Required tasks:
1 - Reproduce the passage from the backend design notes that begins at the words "- After the" and stops after "backend is sufficient.".
2 - According to the backend design notes, which library does the mail worker use to attempt SMTP delivery?
3 - Please explain, using the backend design notes, why no admin notification is emitted today when a delivery is dead-lettered.

Page text:
Backend trusts the value because the network segment between gateway
and backend is the trust boundary ([§15](#15-transport-security-model-gateway-boundary)[§16](#16-security-boundaries-summary)); duplicating the edge
rate-limit / spoof checks here would be double work.
- Email addresses are never written to logs verbatim. Backend modules
emit a per-process HMAC-SHA256-truncated `email_hash` instead, so
operators can correlate log lines within a single process lifetime
without persisting PII.
## 11. Mail Outbox
Email is delivered through a Postgres-backed outbox.
- Producers (auth login codes, notification routes) write into
`mail_deliveries` with a unique `(template_id, idempotency_key)` and
the rendered payload bytes in `mail_payloads`.
- A worker goroutine selects work from `mail_deliveries` with
`SELECT ... FOR UPDATE SKIP LOCKED`, attempts SMTP delivery via
`wneessen/go-mail`, records the attempt in `mail_attempts`, and either
marks the delivery sent or schedules `next_attempt_at` for retry with
exponential backoff and jitter.
- After the configured maximum retry budget the delivery moves to
`mail_dead_letters`. The `mail.dead_lettered` notification kind is
reserved in the catalog but has no producer wired up yet, so no
admin notification is emitted today — operator visibility comes
from a log line and the `/api/v1/admin/mail/dead-letters` listing.
- On startup the worker drains everything pending. There is no separate
recovery procedure: starting backend is sufficient.
- Operators can re-enqueue from `mail_dead_letters` through the admin
surface.
The auth path returns success as soon as the delivery row is durably
committed; SMTP completion is asynchronous to the auth request.

Raw records:
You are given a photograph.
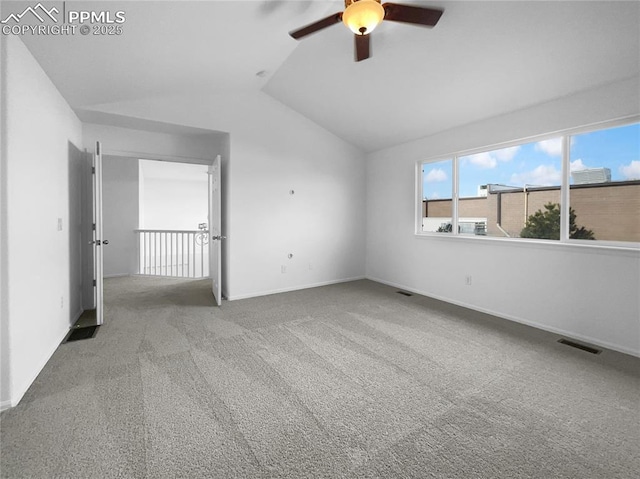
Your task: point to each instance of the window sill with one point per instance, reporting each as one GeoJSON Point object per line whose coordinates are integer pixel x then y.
{"type": "Point", "coordinates": [575, 245]}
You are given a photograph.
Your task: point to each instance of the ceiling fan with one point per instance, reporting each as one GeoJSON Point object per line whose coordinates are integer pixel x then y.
{"type": "Point", "coordinates": [362, 16]}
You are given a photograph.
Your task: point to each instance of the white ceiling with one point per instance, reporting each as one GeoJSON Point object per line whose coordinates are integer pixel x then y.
{"type": "Point", "coordinates": [482, 60]}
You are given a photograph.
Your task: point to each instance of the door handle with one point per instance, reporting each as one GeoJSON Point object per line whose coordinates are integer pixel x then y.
{"type": "Point", "coordinates": [98, 242]}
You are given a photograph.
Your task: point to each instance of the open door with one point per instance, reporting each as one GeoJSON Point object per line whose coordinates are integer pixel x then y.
{"type": "Point", "coordinates": [97, 242]}
{"type": "Point", "coordinates": [215, 226]}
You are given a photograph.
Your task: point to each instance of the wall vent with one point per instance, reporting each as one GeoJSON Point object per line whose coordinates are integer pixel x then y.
{"type": "Point", "coordinates": [82, 333]}
{"type": "Point", "coordinates": [584, 347]}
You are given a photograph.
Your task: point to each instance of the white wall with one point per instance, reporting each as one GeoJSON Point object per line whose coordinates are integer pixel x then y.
{"type": "Point", "coordinates": [179, 202]}
{"type": "Point", "coordinates": [119, 214]}
{"type": "Point", "coordinates": [274, 150]}
{"type": "Point", "coordinates": [5, 393]}
{"type": "Point", "coordinates": [135, 141]}
{"type": "Point", "coordinates": [584, 292]}
{"type": "Point", "coordinates": [39, 127]}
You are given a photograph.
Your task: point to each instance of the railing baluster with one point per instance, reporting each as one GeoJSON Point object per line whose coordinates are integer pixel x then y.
{"type": "Point", "coordinates": [172, 253]}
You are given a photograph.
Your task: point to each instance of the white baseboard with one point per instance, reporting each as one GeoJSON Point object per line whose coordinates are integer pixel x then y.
{"type": "Point", "coordinates": [76, 316]}
{"type": "Point", "coordinates": [294, 288]}
{"type": "Point", "coordinates": [544, 327]}
{"type": "Point", "coordinates": [16, 396]}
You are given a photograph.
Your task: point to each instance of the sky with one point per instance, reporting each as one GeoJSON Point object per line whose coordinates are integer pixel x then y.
{"type": "Point", "coordinates": [539, 163]}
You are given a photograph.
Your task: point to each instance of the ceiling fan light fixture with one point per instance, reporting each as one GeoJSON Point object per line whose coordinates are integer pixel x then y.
{"type": "Point", "coordinates": [362, 16]}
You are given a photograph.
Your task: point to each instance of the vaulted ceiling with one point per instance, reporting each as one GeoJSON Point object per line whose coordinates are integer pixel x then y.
{"type": "Point", "coordinates": [483, 59]}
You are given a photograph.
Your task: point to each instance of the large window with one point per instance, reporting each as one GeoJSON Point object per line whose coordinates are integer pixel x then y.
{"type": "Point", "coordinates": [605, 184]}
{"type": "Point", "coordinates": [517, 191]}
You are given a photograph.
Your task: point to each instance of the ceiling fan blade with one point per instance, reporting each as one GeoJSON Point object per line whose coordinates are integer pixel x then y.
{"type": "Point", "coordinates": [410, 14]}
{"type": "Point", "coordinates": [319, 25]}
{"type": "Point", "coordinates": [363, 44]}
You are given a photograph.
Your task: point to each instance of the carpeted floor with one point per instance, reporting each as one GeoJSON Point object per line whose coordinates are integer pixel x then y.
{"type": "Point", "coordinates": [344, 381]}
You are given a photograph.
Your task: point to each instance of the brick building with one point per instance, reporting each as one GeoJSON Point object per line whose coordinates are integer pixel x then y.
{"type": "Point", "coordinates": [611, 210]}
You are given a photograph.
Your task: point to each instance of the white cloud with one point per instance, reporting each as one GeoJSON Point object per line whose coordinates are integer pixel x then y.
{"type": "Point", "coordinates": [490, 159]}
{"type": "Point", "coordinates": [631, 171]}
{"type": "Point", "coordinates": [543, 175]}
{"type": "Point", "coordinates": [483, 160]}
{"type": "Point", "coordinates": [552, 147]}
{"type": "Point", "coordinates": [577, 165]}
{"type": "Point", "coordinates": [506, 154]}
{"type": "Point", "coordinates": [436, 175]}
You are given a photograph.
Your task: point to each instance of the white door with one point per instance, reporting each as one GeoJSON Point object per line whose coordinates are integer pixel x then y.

Written responses:
1 -
- After the configured maximum retry budget the delivery moves to
`mail_dead_letters`. The `mail.dead_lettered` notification kind is
reserved in the catalog but has no producer wired up yet, so no
admin notification is emitted today — operator visibility comes
from a log line and the `/api/v1/admin/mail/dead-letters` listing.
- On startup the worker drains everything pending. There is no separate
recovery procedure: starting backend is sufficient.

2 - The worker uses `wneessen/go-mail`.

3 - The `mail.dead_lettered` notification kind is reserved in the catalog, but no producer is wired up for it yet. Operators instead learn of dead-lettered deliveries from a log line and the `/api/v1/admin/mail/dead-letters` listing.